*Written exercise*
Your task is to repeat the entries underneath exactly, minus the pictures.

*Data for this exercise*
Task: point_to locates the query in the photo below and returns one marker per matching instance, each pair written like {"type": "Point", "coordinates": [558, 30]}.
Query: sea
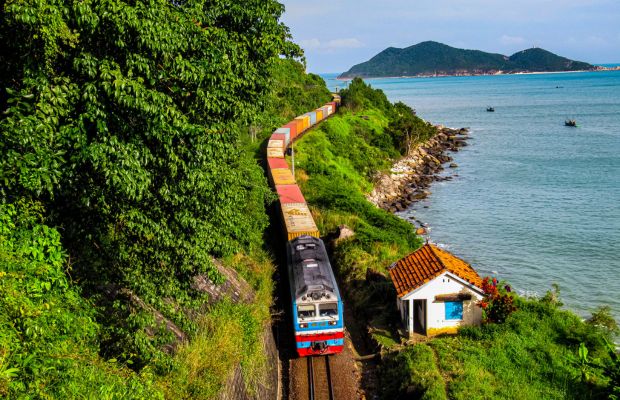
{"type": "Point", "coordinates": [532, 201]}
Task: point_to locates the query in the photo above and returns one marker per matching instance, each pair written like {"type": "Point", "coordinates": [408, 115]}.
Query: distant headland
{"type": "Point", "coordinates": [437, 59]}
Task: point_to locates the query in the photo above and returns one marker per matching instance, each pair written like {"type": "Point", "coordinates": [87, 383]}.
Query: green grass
{"type": "Point", "coordinates": [533, 355]}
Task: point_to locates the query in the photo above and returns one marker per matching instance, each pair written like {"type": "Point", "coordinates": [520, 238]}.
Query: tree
{"type": "Point", "coordinates": [121, 119]}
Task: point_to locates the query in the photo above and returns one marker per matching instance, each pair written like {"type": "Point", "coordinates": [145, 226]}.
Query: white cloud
{"type": "Point", "coordinates": [508, 40]}
{"type": "Point", "coordinates": [346, 43]}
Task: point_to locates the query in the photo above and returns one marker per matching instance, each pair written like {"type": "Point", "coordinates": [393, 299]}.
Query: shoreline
{"type": "Point", "coordinates": [602, 69]}
{"type": "Point", "coordinates": [410, 177]}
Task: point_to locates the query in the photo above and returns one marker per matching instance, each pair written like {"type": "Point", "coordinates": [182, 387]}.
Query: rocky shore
{"type": "Point", "coordinates": [409, 178]}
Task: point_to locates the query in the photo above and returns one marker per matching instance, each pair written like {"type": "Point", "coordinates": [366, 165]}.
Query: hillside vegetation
{"type": "Point", "coordinates": [124, 178]}
{"type": "Point", "coordinates": [430, 58]}
{"type": "Point", "coordinates": [335, 165]}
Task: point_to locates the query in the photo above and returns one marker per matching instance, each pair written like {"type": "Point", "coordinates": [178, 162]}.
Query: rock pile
{"type": "Point", "coordinates": [410, 177]}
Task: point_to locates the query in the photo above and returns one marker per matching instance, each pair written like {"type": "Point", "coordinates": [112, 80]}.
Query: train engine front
{"type": "Point", "coordinates": [317, 307]}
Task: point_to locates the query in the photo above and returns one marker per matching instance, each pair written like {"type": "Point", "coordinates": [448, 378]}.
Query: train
{"type": "Point", "coordinates": [316, 304]}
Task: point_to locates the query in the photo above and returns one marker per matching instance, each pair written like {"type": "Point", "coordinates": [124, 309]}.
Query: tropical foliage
{"type": "Point", "coordinates": [120, 134]}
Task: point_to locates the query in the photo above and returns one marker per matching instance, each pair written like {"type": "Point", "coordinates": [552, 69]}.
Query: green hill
{"type": "Point", "coordinates": [432, 58]}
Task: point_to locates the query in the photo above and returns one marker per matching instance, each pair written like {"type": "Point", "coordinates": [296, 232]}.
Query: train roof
{"type": "Point", "coordinates": [312, 272]}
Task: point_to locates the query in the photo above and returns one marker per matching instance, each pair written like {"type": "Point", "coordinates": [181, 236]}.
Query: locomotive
{"type": "Point", "coordinates": [316, 303]}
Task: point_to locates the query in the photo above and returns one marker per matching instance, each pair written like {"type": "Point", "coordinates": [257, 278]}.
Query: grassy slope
{"type": "Point", "coordinates": [56, 344]}
{"type": "Point", "coordinates": [335, 163]}
{"type": "Point", "coordinates": [533, 355]}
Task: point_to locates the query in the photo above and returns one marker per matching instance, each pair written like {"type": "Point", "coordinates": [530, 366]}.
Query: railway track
{"type": "Point", "coordinates": [319, 379]}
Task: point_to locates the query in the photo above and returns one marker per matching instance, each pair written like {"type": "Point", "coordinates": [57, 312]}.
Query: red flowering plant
{"type": "Point", "coordinates": [498, 301]}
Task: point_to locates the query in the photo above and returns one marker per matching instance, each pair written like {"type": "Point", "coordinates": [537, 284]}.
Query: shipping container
{"type": "Point", "coordinates": [290, 194]}
{"type": "Point", "coordinates": [275, 152]}
{"type": "Point", "coordinates": [319, 114]}
{"type": "Point", "coordinates": [275, 163]}
{"type": "Point", "coordinates": [282, 176]}
{"type": "Point", "coordinates": [287, 134]}
{"type": "Point", "coordinates": [300, 125]}
{"type": "Point", "coordinates": [312, 116]}
{"type": "Point", "coordinates": [293, 128]}
{"type": "Point", "coordinates": [298, 220]}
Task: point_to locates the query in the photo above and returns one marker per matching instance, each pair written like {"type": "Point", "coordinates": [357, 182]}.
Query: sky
{"type": "Point", "coordinates": [337, 34]}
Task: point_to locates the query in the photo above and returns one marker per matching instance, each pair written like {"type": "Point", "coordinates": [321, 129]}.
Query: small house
{"type": "Point", "coordinates": [436, 291]}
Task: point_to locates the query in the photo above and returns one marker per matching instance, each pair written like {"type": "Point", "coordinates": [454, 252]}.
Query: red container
{"type": "Point", "coordinates": [275, 163]}
{"type": "Point", "coordinates": [293, 127]}
{"type": "Point", "coordinates": [279, 136]}
{"type": "Point", "coordinates": [290, 194]}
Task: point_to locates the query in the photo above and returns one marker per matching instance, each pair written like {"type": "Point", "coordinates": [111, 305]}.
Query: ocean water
{"type": "Point", "coordinates": [532, 202]}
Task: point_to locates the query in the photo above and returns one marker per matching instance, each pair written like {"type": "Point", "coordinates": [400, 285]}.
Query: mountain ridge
{"type": "Point", "coordinates": [434, 58]}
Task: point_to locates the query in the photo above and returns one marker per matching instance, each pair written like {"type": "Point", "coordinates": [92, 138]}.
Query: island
{"type": "Point", "coordinates": [438, 59]}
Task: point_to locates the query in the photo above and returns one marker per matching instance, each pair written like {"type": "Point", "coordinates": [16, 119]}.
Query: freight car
{"type": "Point", "coordinates": [316, 303]}
{"type": "Point", "coordinates": [317, 306]}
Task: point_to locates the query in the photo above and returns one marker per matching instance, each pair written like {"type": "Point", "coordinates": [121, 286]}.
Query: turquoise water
{"type": "Point", "coordinates": [532, 202]}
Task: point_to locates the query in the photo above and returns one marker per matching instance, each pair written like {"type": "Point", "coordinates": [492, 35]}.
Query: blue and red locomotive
{"type": "Point", "coordinates": [316, 303]}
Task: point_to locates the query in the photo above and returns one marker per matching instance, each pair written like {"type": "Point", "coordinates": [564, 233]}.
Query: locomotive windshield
{"type": "Point", "coordinates": [328, 309]}
{"type": "Point", "coordinates": [306, 311]}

*Right answer*
Task: point_to locates the query in the photo below and returns one marker per matching instance, each pair written like {"type": "Point", "coordinates": [558, 30]}.
Query: sea
{"type": "Point", "coordinates": [532, 201]}
Task: point_to locates the query in the photo above and returns one marker per matching instance, each pair written like {"type": "Point", "coordinates": [408, 115]}.
Query: distant headland
{"type": "Point", "coordinates": [437, 59]}
Task: point_to locates the query in the photo above and returns one marker per matching instance, each pair written like {"type": "Point", "coordinates": [87, 383]}.
Query: green grass
{"type": "Point", "coordinates": [533, 355]}
Task: point_to locates the query in the photo above and returns one marker per matching instance, each pair written like {"type": "Point", "coordinates": [520, 238]}.
Query: tree
{"type": "Point", "coordinates": [121, 119]}
Task: point_to locates the query in the photo above and returns one marker per matching instance, each pair written like {"type": "Point", "coordinates": [145, 226]}.
Query: white cloud
{"type": "Point", "coordinates": [508, 40]}
{"type": "Point", "coordinates": [346, 43]}
Task: point_to locates the query in the photo above and returns one marker per matching instance, each pair written like {"type": "Point", "coordinates": [393, 299]}.
Query: shoreline
{"type": "Point", "coordinates": [602, 69]}
{"type": "Point", "coordinates": [410, 177]}
Task: point_to locates the query in the photo above and returns one marker per matching instance, each pair written like {"type": "Point", "coordinates": [182, 387]}.
Query: rocky shore
{"type": "Point", "coordinates": [409, 178]}
Task: point_to locates the query in the photo above and returns one marker per matching instance, each pair written like {"type": "Point", "coordinates": [366, 165]}.
Query: hillside vegetation
{"type": "Point", "coordinates": [124, 178]}
{"type": "Point", "coordinates": [430, 58]}
{"type": "Point", "coordinates": [335, 165]}
Task: point_to locates the query in the photo above and returns one marker per matching instance, each pair written like {"type": "Point", "coordinates": [178, 162]}.
Query: rock pile
{"type": "Point", "coordinates": [410, 177]}
Task: point_to locates the query in the photo above and returns one marker per matching instance, each pair written like {"type": "Point", "coordinates": [112, 80]}.
Query: train engine front
{"type": "Point", "coordinates": [317, 307]}
Task: point_to locates the query in the photo above and returns one marker per matching instance, each pair written like {"type": "Point", "coordinates": [448, 378]}.
Query: train
{"type": "Point", "coordinates": [316, 304]}
Task: point_to locates the query in the photo above and returns one marker per matching instance, each pair written like {"type": "Point", "coordinates": [124, 309]}.
Query: tropical foliage
{"type": "Point", "coordinates": [120, 134]}
Task: point_to locates the query in the photo above and returns one marker per matching instance, each pair written like {"type": "Point", "coordinates": [552, 69]}.
Query: green hill
{"type": "Point", "coordinates": [432, 58]}
Task: point_to locates the query in the photo above and returns one marker per matching instance, each pair written like {"type": "Point", "coordinates": [296, 232]}.
Query: train roof
{"type": "Point", "coordinates": [312, 272]}
Task: point_to locates the query in the photo above and returns one marker per matching instance, each pair written like {"type": "Point", "coordinates": [181, 236]}.
Query: locomotive
{"type": "Point", "coordinates": [316, 303]}
Task: point_to locates the query in the photo above and returns one marker per matching instance, each pair written like {"type": "Point", "coordinates": [257, 278]}.
Query: grassy slope
{"type": "Point", "coordinates": [56, 344]}
{"type": "Point", "coordinates": [335, 163]}
{"type": "Point", "coordinates": [533, 355]}
Task: point_to locates the query in the photo above and returns one marker per matching instance, each pair written like {"type": "Point", "coordinates": [530, 366]}.
Query: railway track
{"type": "Point", "coordinates": [319, 379]}
Task: point_to locates the query in the photo above and returns one marker per matching instance, each pair written like {"type": "Point", "coordinates": [57, 312]}.
Query: red flowering plant
{"type": "Point", "coordinates": [498, 301]}
Task: point_to locates the query in the photo above and returns one marker per matching instance, each pair written like {"type": "Point", "coordinates": [537, 284]}.
Query: shipping container
{"type": "Point", "coordinates": [290, 194]}
{"type": "Point", "coordinates": [275, 152]}
{"type": "Point", "coordinates": [319, 114]}
{"type": "Point", "coordinates": [275, 163]}
{"type": "Point", "coordinates": [282, 176]}
{"type": "Point", "coordinates": [287, 134]}
{"type": "Point", "coordinates": [300, 125]}
{"type": "Point", "coordinates": [312, 116]}
{"type": "Point", "coordinates": [293, 128]}
{"type": "Point", "coordinates": [298, 220]}
Task: point_to locates the query in the photo above and returns one marker per matching instance, each pair written like {"type": "Point", "coordinates": [357, 182]}.
Query: sky
{"type": "Point", "coordinates": [337, 34]}
Task: point_to locates the query in the photo above and returns one marker per matching instance, each pair written like {"type": "Point", "coordinates": [321, 129]}.
Query: small house
{"type": "Point", "coordinates": [436, 291]}
Task: point_to locates the query in the photo above and returns one marker per matching instance, each pair written like {"type": "Point", "coordinates": [454, 252]}.
Query: red container
{"type": "Point", "coordinates": [275, 163]}
{"type": "Point", "coordinates": [293, 127]}
{"type": "Point", "coordinates": [279, 136]}
{"type": "Point", "coordinates": [290, 194]}
Task: point_to locates the query in the photo above and returns one marker per matching instance, each pair written like {"type": "Point", "coordinates": [111, 305]}.
Query: ocean water
{"type": "Point", "coordinates": [532, 202]}
Task: point_to locates the query in the photo above and returns one marker per matching instance, each pair written like {"type": "Point", "coordinates": [400, 285]}.
Query: mountain ridge
{"type": "Point", "coordinates": [434, 58]}
Task: point_to locates the query in the photo above and returns one marker per matching instance, each pair written like {"type": "Point", "coordinates": [92, 138]}.
Query: island
{"type": "Point", "coordinates": [438, 59]}
Task: point_to locates the query in the photo above and returns one marker per matching instance, each pair written like {"type": "Point", "coordinates": [16, 119]}.
Query: freight car
{"type": "Point", "coordinates": [316, 303]}
{"type": "Point", "coordinates": [317, 306]}
Task: point_to locates the query in the photo above and returns one marker per matching instance, each pair written like {"type": "Point", "coordinates": [121, 286]}.
Query: turquoise water
{"type": "Point", "coordinates": [532, 202]}
Task: point_to locates the query in the photo above and returns one marker per matching instance, each pair written like {"type": "Point", "coordinates": [492, 35]}.
Query: blue and red locomotive
{"type": "Point", "coordinates": [316, 303]}
Task: point_to locates the query in the photo above and returns one marker per matching instance, each pair written like {"type": "Point", "coordinates": [564, 233]}.
Query: locomotive windshield
{"type": "Point", "coordinates": [328, 309]}
{"type": "Point", "coordinates": [306, 311]}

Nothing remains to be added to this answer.